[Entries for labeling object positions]
== == ==

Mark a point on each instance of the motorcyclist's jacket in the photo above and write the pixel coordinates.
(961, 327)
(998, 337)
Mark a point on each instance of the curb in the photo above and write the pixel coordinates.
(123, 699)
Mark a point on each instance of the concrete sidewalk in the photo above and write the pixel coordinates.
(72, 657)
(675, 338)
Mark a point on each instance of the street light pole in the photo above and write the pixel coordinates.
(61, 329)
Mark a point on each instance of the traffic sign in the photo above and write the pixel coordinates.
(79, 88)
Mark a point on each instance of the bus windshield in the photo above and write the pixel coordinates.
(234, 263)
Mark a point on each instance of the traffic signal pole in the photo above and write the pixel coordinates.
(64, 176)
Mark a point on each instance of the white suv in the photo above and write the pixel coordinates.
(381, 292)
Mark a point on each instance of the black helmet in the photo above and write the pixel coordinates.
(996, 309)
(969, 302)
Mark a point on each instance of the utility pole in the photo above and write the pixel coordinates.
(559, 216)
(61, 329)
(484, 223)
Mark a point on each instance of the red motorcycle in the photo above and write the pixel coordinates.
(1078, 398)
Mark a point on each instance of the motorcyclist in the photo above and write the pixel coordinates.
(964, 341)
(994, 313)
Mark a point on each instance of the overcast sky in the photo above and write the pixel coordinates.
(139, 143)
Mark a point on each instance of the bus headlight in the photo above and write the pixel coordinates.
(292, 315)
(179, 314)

== == ==

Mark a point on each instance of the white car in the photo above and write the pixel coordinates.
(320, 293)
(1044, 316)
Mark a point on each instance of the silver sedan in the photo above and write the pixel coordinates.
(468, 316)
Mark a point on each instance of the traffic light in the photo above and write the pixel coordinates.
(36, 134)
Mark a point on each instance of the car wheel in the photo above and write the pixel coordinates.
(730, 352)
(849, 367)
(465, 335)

== == ==

→ **Stated exercise**:
Copy the material line for line, starting at the line that contains "Mark a point on each instance of the concrete" and stopping after the line that contains "(1078, 398)".

→ **Answer to this exercise**:
Mark a point on each instance of the concrete sidewalk in the photo above and write the pixel coordinates.
(72, 657)
(675, 338)
Mark a point on each instance of the street light pole in the photo above and write the pixel coordinates.
(61, 329)
Mark a point on each instance of the traffic sign in the photo above and write the pixel coordinates.
(79, 88)
Mark a point on each instance of the bus windshield in the photo above and write the pixel coordinates.
(234, 263)
Mark a point on each instance of the traffic signal pole in the photo above and write the pixel coordinates.
(64, 176)
Mark a point on each instance of the white suv in the photo above and write the pixel coordinates.
(381, 292)
Mark a point on each instance of the black helmet in the photo above and write the pixel coordinates.
(996, 309)
(969, 302)
Mark a point on each instance of the utility pole in the photo above and write the pixel coordinates.
(559, 216)
(61, 329)
(484, 223)
Mark a point on each instance of the red motorcycle in the photo above and write the pixel coordinates.
(1078, 398)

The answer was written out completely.